Task: Produce a verbatim transcript of the entries below, excluding pictures.

*** Opening Records shown ***

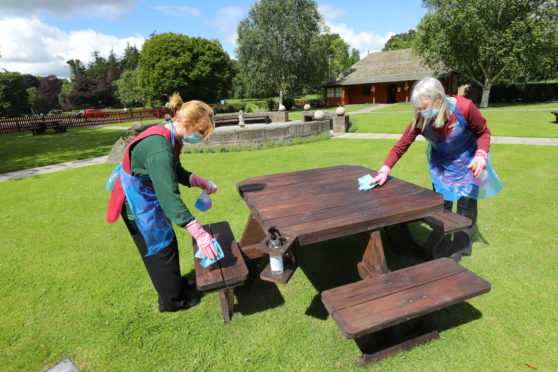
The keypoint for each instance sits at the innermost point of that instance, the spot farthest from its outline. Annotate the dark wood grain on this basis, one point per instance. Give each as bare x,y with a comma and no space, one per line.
373,304
325,203
448,221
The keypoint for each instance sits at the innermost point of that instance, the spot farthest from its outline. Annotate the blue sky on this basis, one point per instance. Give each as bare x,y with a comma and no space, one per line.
38,36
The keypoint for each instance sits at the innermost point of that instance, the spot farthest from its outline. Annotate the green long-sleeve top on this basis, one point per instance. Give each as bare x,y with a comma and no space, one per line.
153,157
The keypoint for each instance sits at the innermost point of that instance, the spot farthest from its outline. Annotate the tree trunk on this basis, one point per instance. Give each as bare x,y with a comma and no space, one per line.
485,95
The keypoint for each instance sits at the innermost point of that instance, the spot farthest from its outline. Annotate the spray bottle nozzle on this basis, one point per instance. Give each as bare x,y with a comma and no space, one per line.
274,230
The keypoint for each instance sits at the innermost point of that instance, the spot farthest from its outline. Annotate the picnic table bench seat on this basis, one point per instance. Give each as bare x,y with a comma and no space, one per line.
229,272
442,223
368,306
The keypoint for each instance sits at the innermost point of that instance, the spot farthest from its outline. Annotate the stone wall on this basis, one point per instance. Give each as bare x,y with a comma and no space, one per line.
261,133
338,123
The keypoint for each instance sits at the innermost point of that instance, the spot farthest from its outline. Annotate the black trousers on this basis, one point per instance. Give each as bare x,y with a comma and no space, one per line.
163,268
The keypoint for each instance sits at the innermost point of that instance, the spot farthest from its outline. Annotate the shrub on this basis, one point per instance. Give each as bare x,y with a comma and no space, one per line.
271,104
288,102
251,107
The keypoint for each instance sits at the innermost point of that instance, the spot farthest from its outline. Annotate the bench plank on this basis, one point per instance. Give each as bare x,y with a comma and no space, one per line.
448,221
347,296
230,271
422,291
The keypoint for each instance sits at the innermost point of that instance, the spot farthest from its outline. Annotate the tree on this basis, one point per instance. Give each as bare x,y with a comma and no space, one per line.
48,91
401,41
196,68
64,91
487,41
336,58
88,92
130,59
77,69
98,68
277,46
13,94
127,89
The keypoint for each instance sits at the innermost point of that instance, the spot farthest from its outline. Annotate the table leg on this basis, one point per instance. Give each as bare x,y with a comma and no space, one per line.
253,239
373,261
399,237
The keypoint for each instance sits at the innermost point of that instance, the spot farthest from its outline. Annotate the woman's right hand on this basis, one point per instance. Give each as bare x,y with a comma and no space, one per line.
381,177
203,239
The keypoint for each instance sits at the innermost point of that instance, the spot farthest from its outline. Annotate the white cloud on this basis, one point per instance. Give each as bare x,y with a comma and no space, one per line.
64,8
31,47
365,41
177,11
226,21
329,11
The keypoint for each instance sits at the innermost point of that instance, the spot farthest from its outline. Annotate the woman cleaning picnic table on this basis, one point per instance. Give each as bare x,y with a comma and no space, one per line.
146,195
457,153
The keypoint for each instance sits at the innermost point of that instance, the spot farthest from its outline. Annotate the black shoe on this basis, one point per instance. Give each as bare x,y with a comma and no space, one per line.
188,284
189,302
467,251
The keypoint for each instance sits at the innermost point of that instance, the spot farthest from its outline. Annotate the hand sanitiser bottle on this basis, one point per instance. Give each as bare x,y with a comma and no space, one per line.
275,261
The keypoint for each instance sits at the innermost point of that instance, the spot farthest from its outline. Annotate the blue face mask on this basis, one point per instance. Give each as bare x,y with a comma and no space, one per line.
194,139
429,114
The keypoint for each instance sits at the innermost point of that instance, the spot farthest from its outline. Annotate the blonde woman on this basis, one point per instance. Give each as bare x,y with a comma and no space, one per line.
147,197
457,153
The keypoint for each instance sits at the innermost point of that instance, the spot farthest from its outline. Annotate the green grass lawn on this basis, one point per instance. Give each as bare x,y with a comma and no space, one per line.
23,150
509,121
73,286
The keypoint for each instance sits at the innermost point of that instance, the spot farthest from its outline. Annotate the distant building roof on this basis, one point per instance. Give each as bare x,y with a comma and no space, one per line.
382,67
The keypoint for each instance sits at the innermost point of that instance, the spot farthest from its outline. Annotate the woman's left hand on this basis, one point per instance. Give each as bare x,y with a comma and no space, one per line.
208,186
478,163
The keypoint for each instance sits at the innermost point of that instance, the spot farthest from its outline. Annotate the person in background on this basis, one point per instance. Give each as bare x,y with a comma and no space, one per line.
457,154
147,197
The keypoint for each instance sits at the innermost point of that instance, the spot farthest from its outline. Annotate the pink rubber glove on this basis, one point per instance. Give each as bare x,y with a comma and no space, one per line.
478,163
382,175
208,186
203,239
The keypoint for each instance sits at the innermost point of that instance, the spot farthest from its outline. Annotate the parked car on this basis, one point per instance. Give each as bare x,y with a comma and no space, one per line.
91,113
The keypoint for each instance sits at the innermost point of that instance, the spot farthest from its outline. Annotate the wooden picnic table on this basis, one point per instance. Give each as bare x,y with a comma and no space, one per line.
320,204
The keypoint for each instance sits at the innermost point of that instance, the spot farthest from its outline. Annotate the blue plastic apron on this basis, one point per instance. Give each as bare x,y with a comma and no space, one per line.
448,158
153,224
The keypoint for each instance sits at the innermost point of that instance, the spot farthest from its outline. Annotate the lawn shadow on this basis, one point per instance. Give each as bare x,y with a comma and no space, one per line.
257,295
328,265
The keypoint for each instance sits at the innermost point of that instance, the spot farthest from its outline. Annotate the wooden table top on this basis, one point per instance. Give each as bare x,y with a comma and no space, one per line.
325,203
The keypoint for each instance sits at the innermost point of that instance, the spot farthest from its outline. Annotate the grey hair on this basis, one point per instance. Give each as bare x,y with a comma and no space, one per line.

*** Closing Records shown ***

Response area:
The keypoint for each instance sits at the innermost point of that instance, the spot farthest from its outline. Annotate the dark wood grain on this basis, one point per instance. Give each as bare x,y with a comma and no space, one per line.
373,304
325,203
448,221
The keypoint for each instance sits at the innermost point of that instance, the spot farthest from its outline. Annotate the blue sky on this basis, one point per instance. Give each as bare x,y with a comma and no space, one per line.
38,36
The keypoint for each instance sits at the innermost point of that instance, the spot farthest from its outline. Annotate the green long-sleeve top on this basis, one point per instance. Give each as bare x,y with a comma and no space, one per line.
153,157
The keypoint for each instance sits at the innermost point of that instance, the spot farthest from its outline. Annotate the tree trunk on this basis, one point per instance. Give each as bare x,y with a comma and no space, one per line.
485,95
The keypoint for each instance sits at the innermost point of that instance, the spot farthest from its outline. Annotate the spray bottle nozzle on this basis, one point per instance. Give each as bare x,y with a comma and no space, one per line.
274,230
The keypoint for each instance sits at the innermost point of that instance, the spot farthest from its outline. Annotate the picnic table bench seat on this basis, one point per instance. Give each as bare x,y with a comma and no space, one per line.
229,272
442,223
368,306
The keypoint for each instance sits at the innermost point of that instance, the spot farthest from its outline. Annotate the stone wall on this basis, one point per instance. Give each as bare x,y with a comma and no space, one per line.
261,133
338,123
The keypoint for each instance sits at the innermost point of that instance, the spot farthest from its outline. Annotate the black trousers on this basis, one point per instance. Give each as bare x,y with a comma and no space, one per line.
163,268
The keypoint for each instance sits at the innermost point of that instance, the spot farthest from its outline. Annotate the shrub on this basis, one point per instance. Give each as bare x,y with a comma and no space, one per line.
271,104
288,102
251,107
The keypoint for each instance sits at the innermost point of that instance, the spot farthest from its outline. Annotate the bench plank on this basis, one point per instance. Give each as bare x,y with a comma and no space, one per line.
448,221
347,296
230,271
422,291
The keypoint for each instance sits at the innermost point of that instance, the spot farthest from its outline. Annotate the tree on this basis, one point per instance. Give each as bare x,y with a comma and no space, one per line.
48,91
401,41
196,68
64,91
487,41
336,58
88,92
130,59
77,69
98,68
277,46
13,94
127,89
The keypoint for each instance sits at the innermost point of that instance, the spot farthest from its outline. Annotate the table leg on this basis, one point per instance. Give each as bare x,y with a comma and no space, one per line.
253,239
373,261
399,237
The keypoint for each instance sits at the innermost point of that instance, the spot farthest from its outline. Annotate the woman's right hand on this basis, one point per instance. Give each as bare x,y with a comma and no space, one per line.
381,177
203,239
The keypoint for each instance sits at the innermost point of that instance, the spot farthest from its outline. Annotate the white cloud on this basis, one point per instance. Give each as bare x,y with a comma and no space, one per line.
64,8
31,47
365,41
177,11
226,21
329,11
The keypoint for each instance sits at the innermost point of that instance, the spot farthest from its outline. Annotate the woman cleaning picnic table on this basis, one point per instance. Give each as bare x,y with a comma and no space, one per line.
146,195
457,153
The keypoint for each instance sits at the innermost point of that instance, the spot farthest from its outline. Annotate the black shoe on this basis, one point per instance. Give each as bare x,y with a comma and no space, one per line.
188,284
189,302
467,251
The keypoint for each instance sits at the innermost point of that instance, the spot farthest from its outline. Annotate the hand sanitiser bottle on this basis, one point per instance. Give each as bare x,y with a comma and no space, one per line.
275,261
The keypoint for each instance sits at the innermost point of that instance, the spot farthest from its outline. Annotate the blue face mask on this basis, one point per instance. Give each as bare x,y with a comma and no space, one per line.
194,139
429,114
The keypoint for each instance sits at the innermost point of that instance, the spot farthest from its outline. Annotate the blonde woman on this basis, one point per instance. Give each as bare x,y with a comma and no space, one per line.
147,197
457,153
The keypoint for each instance sits at the innermost point of that instance, the spot farthest from its outline. Annotate the green grass lawn on this basis, one point per instance. Give each as bare x,y with a comma and no space, one per line.
23,150
509,121
73,286
The keypoint for each instance sits at the innermost point of that instance, the spot farthest from its outline. Annotate the distant building roof on this basis, one point per instance. Give each as bare x,y with a comma and no space, one per line.
382,67
The keypoint for each instance sits at the innermost point of that instance, the spot farthest from its outline. Annotate the woman's left hand on this basis, one point per instance. Give each as bare x,y with a comma and no space, one per line.
208,186
478,163
The keypoint for each instance sits at the innermost point of that instance, the spot farthest from its outline. Annotate the person in background on this basis, one point per instance. Give each as bare x,y with a comma and no space, one per line.
457,154
147,197
The keypoint for each instance sits at the innermost point of that instance, the spot farthest from its outline. Annotate the pink rubber glove on this basis, one point per instance. Give each as bare x,y with a comma and no space, one per line.
478,163
382,175
208,186
203,239
The keypoint for each instance sits at the innermost point of that instance, the spot farthest from its outline. Annotate the parked car on this basis, one point per instance. Give each as bare x,y with a comma and no space, one per line.
91,113
The keypoint for each instance sits at the innermost point of that instance, the spot farthest from its outline. Annotate the wooden picnic table on this basis, one point per instance. Give each as bare x,y with a comma and no space, one per line.
320,204
The keypoint for each instance sits at the innermost point of that instance, the spot farthest from its outline. Annotate the blue plastic apron on this basis, one point per instance. Give each as bare x,y with a comma and no space, one per line.
448,158
153,224
The keypoint for each instance sits at the innermost point of that instance, the spot farthest from its outline. Annotate the lawn shadow on this basis, one point per instance. Give each as bare x,y with a comma and no space, one per line.
257,295
328,265
The keypoint for each instance sits at the innermost point of that instance, the spot farthest from its outline. Annotate the wooden table top on this basis, one point per instance. Give each as bare x,y with a comma and no space, one per line.
325,203
The keypoint for each instance sits at the innermost point of that instance, the spot farthest from its outline. Annotate the grey hair on this basis, one point per instance. Give each as bare x,y with a comma and no space, one per line.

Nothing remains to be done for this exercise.